Text section ▸
BEGIN

Schematic of myometrial cell with receptors identified for various drugs. (Reproduced with permission from Brunton L, Chabner BA, Knollmann BC, eds. Goodman & Gilman’s The Pharmacological Basis of Therapeutics. 12th ed. New York, NY: McGraw-Hill Education, Inc.; 2011: Fig. 66-2.)


The causes of preterm labor are multifactorial and vary according to gestational age. An extensive list of pathological processes has been implicated including decidual hemorrhage, myometrial and fetal membrane overdistention, precocious fetal endocrine activation, and infection/inflammation of the uterus. Tocolytic drugs are a group of medications responsible for the relaxation of the uterine myometrium, thus temporarily impeding labor. Tocolytics are generally employed during preterm labor under 35 weeks gestation age with the ultimate goal of delaying labor long enough for glucocorticoids to accelerate fetal lung maturity. It is important to note, however, that these medications are effective in delaying delivery but not in preventing premature births. Furthermore, tocolytics do not directly improve fetal outcome, but the opportunity they provide for glucocorticoid administration has been shown to improve fetal outcomes of prematurity.

END

Provided data ▸

BEGIN

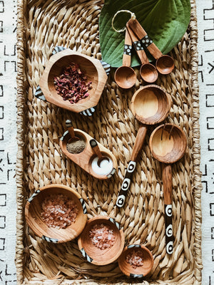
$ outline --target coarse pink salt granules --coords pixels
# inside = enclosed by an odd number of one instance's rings
[[[106,249],[115,244],[113,229],[107,224],[95,224],[89,232],[89,237],[93,245],[100,249]]]
[[[41,204],[41,215],[50,227],[64,229],[76,221],[78,208],[75,202],[61,194],[48,196]]]
[[[133,249],[126,257],[126,262],[129,263],[133,269],[143,265],[143,253],[139,249]]]

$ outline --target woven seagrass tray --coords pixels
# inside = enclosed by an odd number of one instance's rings
[[[17,76],[17,242],[19,284],[200,284],[201,281],[200,172],[195,3],[191,1],[188,28],[170,56],[175,71],[160,76],[157,84],[171,95],[173,105],[165,123],[184,130],[188,148],[173,165],[174,252],[165,249],[164,202],[160,165],[148,147],[148,128],[133,182],[121,209],[116,201],[130,160],[139,123],[130,103],[143,86],[138,69],[136,87],[119,89],[111,68],[105,90],[91,117],[73,113],[34,96],[54,48],[63,46],[101,59],[99,0],[18,0]],[[59,147],[66,120],[84,130],[116,156],[117,173],[98,180],[68,159]],[[40,187],[51,183],[71,187],[83,198],[88,218],[114,218],[123,229],[126,244],[143,244],[154,266],[144,280],[128,279],[116,261],[93,265],[83,257],[77,241],[54,244],[36,237],[26,226],[24,206]]]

END

What this task involves ▸
Reproduce the stretch of the passage on tocolytic drugs from "Schematic of myometrial" through "2011: Fig. 66-2.)", word for word. The items are unrelated to the passage on tocolytic drugs.

Result of the exercise ▸
Schematic of myometrial cell with receptors identified for various drugs. (Reproduced with permission from Brunton L, Chabner BA, Knollmann BC, eds. Goodman & Gilman’s The Pharmacological Basis of Therapeutics. 12th ed. New York, NY: McGraw-Hill Education, Inc.; 2011: Fig. 66-2.)